====== Provided passage ======

Watering plants seems like a pretty simple procedure. Turn on the hose, aim and fire. While it isn’t rocket science and whichever way you water is better than not watering at all, there are tricks that the pro in the know will apply to H2O.
Here are five of them…
- Water in the morning before it gets hot. Water droplets on leaves can act like a magnifying glass hovering over your plant when the sun’s rays are at their strongest. The sun can actually burn your plants. Watering in the evening means your plant goes into that good night with wet leaves which can promote all kinds of nasty diseases. My father in law had an incredible vegetable garden. He worked nightshift as a janitor and would water his garden around 6 a.m. when he got home from work. I always thought it was because it was the best time for his schedule, but looking back I’m sure he also knew it was the best time for the plants.
- Put down some mulch. Using bark chips, pea gravel or even straw helps prevent water from splashing soil onto the leaves of the plants. All kinds of diseases can be passed along to your plants from the soil. Mulch also keeps the water from evaporating too quickly, which means you don’t have to water so often.

======

**What to do**
(a) In two sentences, how would you summarize the watering passage?
(b) Edit the part of the watering passage that opens with the words "Watering plants seems" and closes with "apply to H2O.", replacing "hose" with "sprinkler".
(c) Answer these questions from the watering passage:
(i) What job did the father-in-law hold?
(ii) Around what time did he water his garden?
(iii) Which materials are named for use as mulch?

====== Records ======

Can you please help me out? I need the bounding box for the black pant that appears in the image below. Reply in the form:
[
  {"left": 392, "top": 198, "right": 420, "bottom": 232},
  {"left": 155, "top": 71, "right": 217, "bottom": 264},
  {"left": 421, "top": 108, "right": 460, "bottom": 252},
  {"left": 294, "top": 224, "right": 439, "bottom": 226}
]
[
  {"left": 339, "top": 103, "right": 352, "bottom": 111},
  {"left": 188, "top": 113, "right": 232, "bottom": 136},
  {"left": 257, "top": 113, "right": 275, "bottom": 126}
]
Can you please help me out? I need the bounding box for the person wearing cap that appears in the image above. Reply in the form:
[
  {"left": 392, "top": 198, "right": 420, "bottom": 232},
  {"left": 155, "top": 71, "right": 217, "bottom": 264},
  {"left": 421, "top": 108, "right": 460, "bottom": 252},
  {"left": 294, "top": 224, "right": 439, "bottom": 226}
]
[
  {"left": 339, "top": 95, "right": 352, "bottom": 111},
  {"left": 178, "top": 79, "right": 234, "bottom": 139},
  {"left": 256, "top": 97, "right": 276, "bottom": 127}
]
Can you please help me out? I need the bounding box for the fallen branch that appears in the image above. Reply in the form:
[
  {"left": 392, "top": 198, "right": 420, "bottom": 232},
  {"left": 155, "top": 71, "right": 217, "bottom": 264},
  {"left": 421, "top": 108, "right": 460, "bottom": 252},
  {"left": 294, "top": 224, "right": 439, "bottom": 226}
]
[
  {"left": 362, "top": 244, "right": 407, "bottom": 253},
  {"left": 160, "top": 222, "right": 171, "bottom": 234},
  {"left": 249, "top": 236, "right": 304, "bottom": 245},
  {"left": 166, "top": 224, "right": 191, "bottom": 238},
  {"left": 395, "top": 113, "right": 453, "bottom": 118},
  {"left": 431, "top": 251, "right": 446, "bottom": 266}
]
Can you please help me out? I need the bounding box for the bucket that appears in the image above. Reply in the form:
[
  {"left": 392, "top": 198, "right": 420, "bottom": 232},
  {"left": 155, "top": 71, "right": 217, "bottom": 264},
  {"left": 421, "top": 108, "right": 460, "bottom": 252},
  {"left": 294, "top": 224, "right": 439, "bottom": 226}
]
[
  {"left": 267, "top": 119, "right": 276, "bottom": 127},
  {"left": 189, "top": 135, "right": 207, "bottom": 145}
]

======

**Answers to the tasks**
(a) Watering plants is simple, but there are tricks to doing it well. Water in the morning before it gets hot, because droplets can act like a magnifying glass that lets the sun burn plants and evening watering leaves wet leaves that promote disease; also put down mulch, which keeps soil from splashing onto leaves and slows evaporation so you don't have to water as often.

(b)
Watering plants seems like a pretty simple procedure. Turn on the sprinkler, aim and fire. While it isn’t rocket science and whichever way you water is better than not watering at all, there are tricks that the pro in the know will apply to H2O.

(c)
(i) He worked nightshift as a janitor.
(ii) Around 6 a.m.
(iii) Bark chips, pea gravel and straw.